REQUIRED WORK ::
1. In the Al-Arqam article, why was the group first known as the Rumah Putih?
2. Please continue the Al-Arqam article from the point where it stops.

SOURCE TEXT ::
┌────────
Al-Arqam is a Malaysian-based Islamic religious sect, founded by Ashaari Mohammad. The sect was banned by the Malaysian federal government on 21 October 1994. More than 5 Al-Arqam members including Ashaari Mohammad (leader of movement) were arrested under Internal Security Act (ISA) in Thailand and were flown back to Malaysia to be detained.

The sect is associated with the Global Ikhwan group of companies. Since the banning of Al-Arqam, a number of activities sponsored by the group have been attracted widespread media attention and criticism, including the Ikhwan Polygamy Club and the Obedient Wives Club, which have been seen as attempts to revive Al-Arqam.

Two books written by Khadijah Aam, Ashaari Mohammad's wife, have been banned on religious grounds, including the claim that Ashaari Mohammad had been empowered by Allah with supernatural powers.

Origins

The movement, also known as Darul Arqam, started life as a relatively small group that withdrew into its own fairly remote peasant-style, self-contained community that practised strict adherence to an Islamic code and developed a home-based economy. In 1968, when Ashaari, who was an ex-government religious teacher, commenced a low profile halaqah (study group circle) at Kampung Datuk Keramat, a Malay suburb of Kuala Lumpur.

Initially, the group was better known as the Rumah Putih (white house) since the house where they met was painted white. In the initial two years of its existence, the group received negative and sometimes apprehensive public response as the members stood out in their attire of white robes. At one stage, the group was accused by its neighbourhood of being dakwah songsang which meant deviating from orthodox Islamic teachings and hence to be confronted.  Yet the group grew and was attracting an increasing number of young Malays.

On 28 February 1971, the group decided to change its name to Darul Arqam, in memory of a companion to Prophet Muhammad, Arqam ibn Abi Arqam, who allowed his house in Makkah to be used as the early meeting place for Muslims.  Ashaari and his followers attempted to join other dakwah groups such as the Jamaat al-tabligh and ABIM.  They attempted to join the former but withdrew due to methodological and philosophical differences.  Later they joined ABIM of which they enjoyed a cordial and friendly relationship.  For instance, Ashaari himself was even offered a post as ABIM chief in Selangor of which he declined.  He was later appointed ABIM chief of the dakwah bureau in the same state.

Sungai Penchala

1975 marked a new and significant chapter in Al-Arqam's history when the movement moved to a new and permanent premise in five-hectare land at Kampung Sungai Penchala, twenty kilometres northeast of downtown Kuala Lumpur closed north from Taman Tun Dr Ismail.  The Arqam village at Sungai Penchala did not only become the main base but also became a model of an ideal Islamic village.  The five-hectare land encompassed a mosque, a lecture hall, dormitories, offices, a school, houses and shops.  The movement's dakwah mission became more organised and were subsequently augmented by the publication of books, magazines, newspapers, and production of audio-visual materials.
└────────
SOURCE MATERIAL ::
┌────────
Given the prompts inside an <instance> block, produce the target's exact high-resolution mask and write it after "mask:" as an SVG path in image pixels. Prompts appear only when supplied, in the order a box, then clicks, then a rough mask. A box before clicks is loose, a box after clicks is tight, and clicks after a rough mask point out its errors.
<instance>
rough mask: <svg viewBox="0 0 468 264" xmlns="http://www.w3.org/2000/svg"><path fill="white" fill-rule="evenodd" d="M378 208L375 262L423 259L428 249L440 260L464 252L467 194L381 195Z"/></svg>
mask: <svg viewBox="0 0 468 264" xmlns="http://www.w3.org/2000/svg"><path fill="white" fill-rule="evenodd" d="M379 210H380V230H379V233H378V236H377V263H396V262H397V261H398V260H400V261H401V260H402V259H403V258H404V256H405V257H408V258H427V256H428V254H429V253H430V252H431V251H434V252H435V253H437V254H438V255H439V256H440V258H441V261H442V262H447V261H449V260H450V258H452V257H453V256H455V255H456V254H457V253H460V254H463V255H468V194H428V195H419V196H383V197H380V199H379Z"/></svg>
└────────
EXPECTED RESPONSES ::
1. The house where they met was painted white.

2.
Membership and structure

Al-Arqam was an urban based movement and its membership was heavily drawn from educated Malays.  There was no official membership as members need not fill a form or pay a fee for one can be accepted into the fold as long as one subscribed to the rules of Islamic teachings, participated in the movement's programs and sacrificed oneself for the sake of religion, one automatically became an Arqam member.  Hence, it is very difficult to give an accurate estimation of the membership numbers although it was estimated that prior to its ban the group had between 10,000 and 12,000 members excluding sympathies and associate members.  It was also estimated that the movement had as many as 200,000 sympathizers.

Many of those who joined the group were from peasant origins but it also attracted support from middle-class urban Malays, including those from the government service.

Al-Arqam's organisational structure was called the Majlis Syuyukh.  The administration was headed by Amir Muhammadiah, who was Ashaari himself whom in turn, was assisted by two deputies called Amir Representative One and Amir Representative Two.  His three sons, Fakrul Razi (Amir's Representative 2), Mohd Nizamuddin (Assistant Representative of Principal Amir 1), Mohd Nasrullah (Deputy Amir 2) and his son-in-law Khairul Anuar Ujang (Vice Principal Amir 2) were securely placed in important positions.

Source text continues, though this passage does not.